### Working data
◇ ◇ ◇ ◇ ◇ ◇ ◇
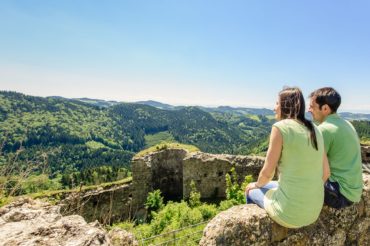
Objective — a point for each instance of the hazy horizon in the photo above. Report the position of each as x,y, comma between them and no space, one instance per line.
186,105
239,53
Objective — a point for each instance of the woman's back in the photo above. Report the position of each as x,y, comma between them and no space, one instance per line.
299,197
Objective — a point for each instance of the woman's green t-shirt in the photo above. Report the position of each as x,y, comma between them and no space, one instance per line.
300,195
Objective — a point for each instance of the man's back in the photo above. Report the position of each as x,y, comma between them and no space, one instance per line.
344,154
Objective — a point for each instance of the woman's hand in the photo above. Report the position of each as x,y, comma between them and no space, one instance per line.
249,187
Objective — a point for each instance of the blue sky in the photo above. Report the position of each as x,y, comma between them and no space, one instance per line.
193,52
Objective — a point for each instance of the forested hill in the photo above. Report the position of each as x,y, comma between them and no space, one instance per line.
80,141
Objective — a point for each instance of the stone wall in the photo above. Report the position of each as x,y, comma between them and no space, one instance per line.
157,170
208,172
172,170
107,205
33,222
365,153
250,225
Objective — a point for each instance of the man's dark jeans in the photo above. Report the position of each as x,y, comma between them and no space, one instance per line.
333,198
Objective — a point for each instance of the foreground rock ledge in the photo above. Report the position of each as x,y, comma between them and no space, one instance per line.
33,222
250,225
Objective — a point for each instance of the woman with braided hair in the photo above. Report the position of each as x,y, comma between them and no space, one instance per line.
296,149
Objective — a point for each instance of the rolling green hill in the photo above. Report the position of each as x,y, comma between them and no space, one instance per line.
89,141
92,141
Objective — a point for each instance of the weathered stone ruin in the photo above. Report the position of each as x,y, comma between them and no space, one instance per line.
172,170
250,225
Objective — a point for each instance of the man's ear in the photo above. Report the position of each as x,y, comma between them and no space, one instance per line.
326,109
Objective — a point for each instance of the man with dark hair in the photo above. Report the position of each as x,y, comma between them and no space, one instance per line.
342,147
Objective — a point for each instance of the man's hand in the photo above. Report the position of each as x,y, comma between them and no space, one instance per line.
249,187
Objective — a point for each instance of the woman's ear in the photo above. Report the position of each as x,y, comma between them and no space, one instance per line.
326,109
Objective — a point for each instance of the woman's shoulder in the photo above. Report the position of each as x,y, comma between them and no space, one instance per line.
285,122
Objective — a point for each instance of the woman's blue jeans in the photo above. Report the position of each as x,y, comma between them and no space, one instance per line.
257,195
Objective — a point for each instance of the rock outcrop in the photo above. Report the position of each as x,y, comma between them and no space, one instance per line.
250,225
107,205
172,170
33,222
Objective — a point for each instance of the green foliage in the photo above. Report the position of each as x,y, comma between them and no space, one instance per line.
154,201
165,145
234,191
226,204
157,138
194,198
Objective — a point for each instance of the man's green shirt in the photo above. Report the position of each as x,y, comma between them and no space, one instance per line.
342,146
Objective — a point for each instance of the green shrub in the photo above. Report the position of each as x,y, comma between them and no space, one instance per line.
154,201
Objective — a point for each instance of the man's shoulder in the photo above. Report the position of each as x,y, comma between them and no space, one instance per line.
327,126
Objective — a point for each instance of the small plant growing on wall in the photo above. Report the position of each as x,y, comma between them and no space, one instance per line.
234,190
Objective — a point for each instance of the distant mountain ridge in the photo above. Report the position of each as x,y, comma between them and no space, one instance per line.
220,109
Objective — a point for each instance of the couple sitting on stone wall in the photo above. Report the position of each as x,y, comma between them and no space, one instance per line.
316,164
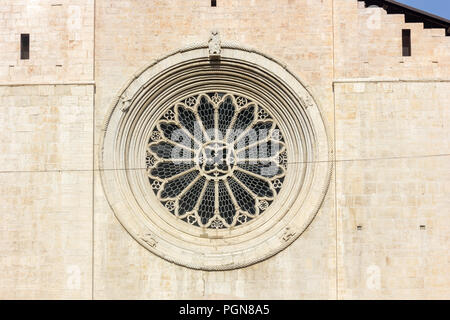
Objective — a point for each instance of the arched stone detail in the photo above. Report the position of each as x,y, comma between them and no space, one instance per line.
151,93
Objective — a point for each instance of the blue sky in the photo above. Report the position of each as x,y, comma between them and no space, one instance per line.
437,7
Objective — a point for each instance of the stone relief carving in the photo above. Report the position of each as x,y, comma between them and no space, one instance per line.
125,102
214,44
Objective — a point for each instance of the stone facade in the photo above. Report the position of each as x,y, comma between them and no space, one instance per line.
◇ ◇ ◇ ◇ ◇ ◇ ◇
### Written task
Recast the stretch of material from the line containing "Objective — a point for each instance of the small" through the end of the material as a Markdown table with the columns Row and Material line, giving each nonblank line its own numbered row and leaving the pictures out.

### Exercise output
| Row | Material line |
|---|---|
| 1 | Objective — a point for each instance of the small plant growing on wall in the photo above. Report the position of each as x,y, comma between them and no space, one instance per line. |
| 2 | 234,190 |
| 3 | Objective — a point for each instance of the distant mountain ridge in the photo above. Report the position of each as x,y, comma between them and no space, one instance per line. |
| 4 | 220,109 |
| 5 | Objective — a point for each instance of the couple sitting on stone wall in the photo above. Report the position of each as x,y, comma between them and no space, one instance per line. |
| 6 | 316,164 |
| 7 | Objective — a point for each instance of the arched stone detail in the photo above. Report the position of each as x,y, comma between them and no space, one instance per line. |
| 8 | 151,93 |
| 9 | Objective — a point for each instance of the blue sky in the photo above. Report the position of each as x,y, comma between them and no space, one instance per line. |
| 10 | 437,7 |
| 11 | Objective — a point for each instance of the stone relief carving in the photo above. Report the position of each as x,y, comma between them and no space, one instance per line. |
| 12 | 125,102 |
| 13 | 214,44 |
| 14 | Objective — a point for each instance of the stone facade in the photo above. Report the position of each as x,y, comma between them and no space, one instance per line. |